SET TASK —
Arrange all of the items below as a numbered list, omitting any blank lines.

EXCERPTED RECORDS —
=====

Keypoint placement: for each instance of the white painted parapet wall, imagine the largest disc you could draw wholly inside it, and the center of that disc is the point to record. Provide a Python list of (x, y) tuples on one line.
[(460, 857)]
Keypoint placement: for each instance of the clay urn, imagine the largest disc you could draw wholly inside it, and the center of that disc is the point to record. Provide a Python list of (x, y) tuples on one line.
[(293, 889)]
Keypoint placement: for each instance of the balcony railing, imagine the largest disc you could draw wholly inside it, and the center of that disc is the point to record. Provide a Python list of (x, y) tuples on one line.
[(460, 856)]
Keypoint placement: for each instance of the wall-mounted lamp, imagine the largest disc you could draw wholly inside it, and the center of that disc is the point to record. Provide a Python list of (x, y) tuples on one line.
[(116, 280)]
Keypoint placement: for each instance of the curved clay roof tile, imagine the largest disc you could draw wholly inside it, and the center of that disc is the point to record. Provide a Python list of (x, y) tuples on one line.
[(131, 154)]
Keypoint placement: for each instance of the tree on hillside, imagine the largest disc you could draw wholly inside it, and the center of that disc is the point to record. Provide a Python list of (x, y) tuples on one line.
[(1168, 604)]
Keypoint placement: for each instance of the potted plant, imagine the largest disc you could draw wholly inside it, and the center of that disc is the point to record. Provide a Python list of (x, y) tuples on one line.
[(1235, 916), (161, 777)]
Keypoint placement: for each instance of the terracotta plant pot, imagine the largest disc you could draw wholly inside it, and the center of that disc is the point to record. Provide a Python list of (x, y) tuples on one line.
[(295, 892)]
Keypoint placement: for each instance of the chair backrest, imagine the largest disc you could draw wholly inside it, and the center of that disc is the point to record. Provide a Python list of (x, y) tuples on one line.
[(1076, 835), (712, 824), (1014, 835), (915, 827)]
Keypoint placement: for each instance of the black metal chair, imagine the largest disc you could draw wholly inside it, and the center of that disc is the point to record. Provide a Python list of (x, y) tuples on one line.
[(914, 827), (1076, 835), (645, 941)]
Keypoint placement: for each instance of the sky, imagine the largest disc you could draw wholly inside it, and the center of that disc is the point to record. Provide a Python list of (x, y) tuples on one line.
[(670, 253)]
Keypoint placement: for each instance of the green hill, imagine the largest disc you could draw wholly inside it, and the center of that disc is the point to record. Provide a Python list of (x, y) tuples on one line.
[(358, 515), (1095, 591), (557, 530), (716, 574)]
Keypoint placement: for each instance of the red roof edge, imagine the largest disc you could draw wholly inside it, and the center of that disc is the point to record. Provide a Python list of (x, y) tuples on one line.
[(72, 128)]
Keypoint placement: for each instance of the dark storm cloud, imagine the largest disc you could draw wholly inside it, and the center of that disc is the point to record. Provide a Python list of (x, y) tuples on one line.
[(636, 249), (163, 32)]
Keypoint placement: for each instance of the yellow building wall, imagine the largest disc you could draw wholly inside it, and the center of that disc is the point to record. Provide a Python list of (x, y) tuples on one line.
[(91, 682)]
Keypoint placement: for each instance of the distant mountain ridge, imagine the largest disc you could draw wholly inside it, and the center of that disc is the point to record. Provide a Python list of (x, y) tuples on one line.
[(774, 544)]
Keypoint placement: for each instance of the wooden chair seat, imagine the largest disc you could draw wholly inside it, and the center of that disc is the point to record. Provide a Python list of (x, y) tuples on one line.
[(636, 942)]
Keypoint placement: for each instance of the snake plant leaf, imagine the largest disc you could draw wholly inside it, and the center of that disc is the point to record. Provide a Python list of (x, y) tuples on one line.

=====

FINISHED TASK —
1. Keypoint placement: for each instance of the white painted parapet wall, imagine the largest disc you could draw wholly inside it, and the center of that disc is the point to record. Provide a Python list of (x, y) tuples on one line.
2. [(460, 857)]
3. Keypoint placement: for each instance of the clay urn, imagine the largest disc you could draw wholly inside it, and the center of that disc is the point to record. Provide a Python list of (x, y) tuples on one line.
4. [(293, 889)]
5. Keypoint placement: for each instance of the balcony railing, imagine the largest disc you could draw wholly inside it, and the center of that disc is the point to record. Provide a Python list of (x, y) tuples on one line.
6. [(460, 856)]
7. Keypoint placement: for each instance of the wall-mounted lamp, imagine the largest disc you could draw wholly inside it, and the center of that disc is the point to record. Provide a Python list of (x, y) tuples on one line.
8. [(116, 280)]
9. Keypoint placement: for each instance of the curved clay roof tile, imagine the largest disc you could draw wholly inside it, and the center of that disc is the point to record. Provide a Python list of (x, y) tuples on one line.
10. [(131, 154)]
11. Keypoint placement: for each instance of the tree on hillside, imagine the largest disc you could draw wholly inside it, and the center of that disc is the point to record. Provide a Python list of (x, y) tuples on one line.
12. [(1168, 604)]
13. Keypoint placement: for each instance of the potted plant, imagine the largest disc you could draw wholly inside it, and the center of that disc is the point to record. Provide a Python list of (x, y) tuples on one line.
14. [(1235, 916), (161, 777)]
15. Keypoint placement: for each instance of the terracotta plant pot, imagine the largest disc you could draw wholly inside it, and the center of that disc is the point to record. Provide a Python list of (x, y) tuples on one line.
16. [(295, 892)]
17. Keypoint placement: for each instance of the chair backrest, imagine the largest disc you could draw wholly inside it, and the center of that disc is the point to record. Provide a Python list of (x, y) tuples on one line.
18. [(1076, 835), (712, 824), (1014, 835), (915, 827)]
19. Keypoint placement: for each instance of the black metal chair, imagine the largest disc you could draw wholly inside it, and the center of that disc is the point to record. Provide a Python list of (x, y) tuples on one line.
20. [(914, 827), (1076, 835), (645, 941)]
21. Keypoint placement: for each instance of the sky, imagine the largest disc you could draw wholly inside it, and the center of that disc is the point to record. Provide a Python list of (x, y) tuples on one line.
22. [(670, 253)]
23. Keypoint placement: for each instance of the green hill, imagine the largest disc you could draw wholly inside it, and the center of that disc is the point to record. Provide a Python list of (x, y) tuples on one line.
24. [(358, 515), (1095, 591), (557, 530), (716, 574)]
25. Keypoint placement: for each instance of the red roof edge, imagine the largest disc you could draw wholly inside it, and the center of that disc is the point to record. Provide a Python list of (x, y) tuples on one line.
26. [(72, 128)]
27. Keypoint placement: for each instance of the dark storm cloud, imagine the largest disc you could draw wholly inside it, and the center of that disc is the point to record. Provide a Python list of (x, y) tuples on one line.
28. [(636, 249), (163, 32)]
29. Keypoint placement: for each instance of the yellow building wall, imagine the largest disc you could draw wholly inside it, and the center of that disc is the point to record. Provide a Python list of (x, y) tuples on one line.
30. [(91, 682)]
31. Keypoint placement: for each instance of the distant mountain ridge, imagine the largest disc you could draw wholly inside it, and the center of that disc is the point to record. Provide a Python list of (x, y) tuples on one line.
32. [(774, 544)]
33. Keypoint placement: for each instance of the wooden chair seat, imagine the largest disc you could draw wholly inside it, and the center of that disc is the point to record. Provide a Python list of (x, y) tuples on one line.
34. [(636, 942)]
35. Keypoint placement: for each instance of the snake plant leaf, imagine the largest disc you could draw wholly inside it, and the center of that disc is the point to record. Provide a Python list of (x, y) tuples on one line.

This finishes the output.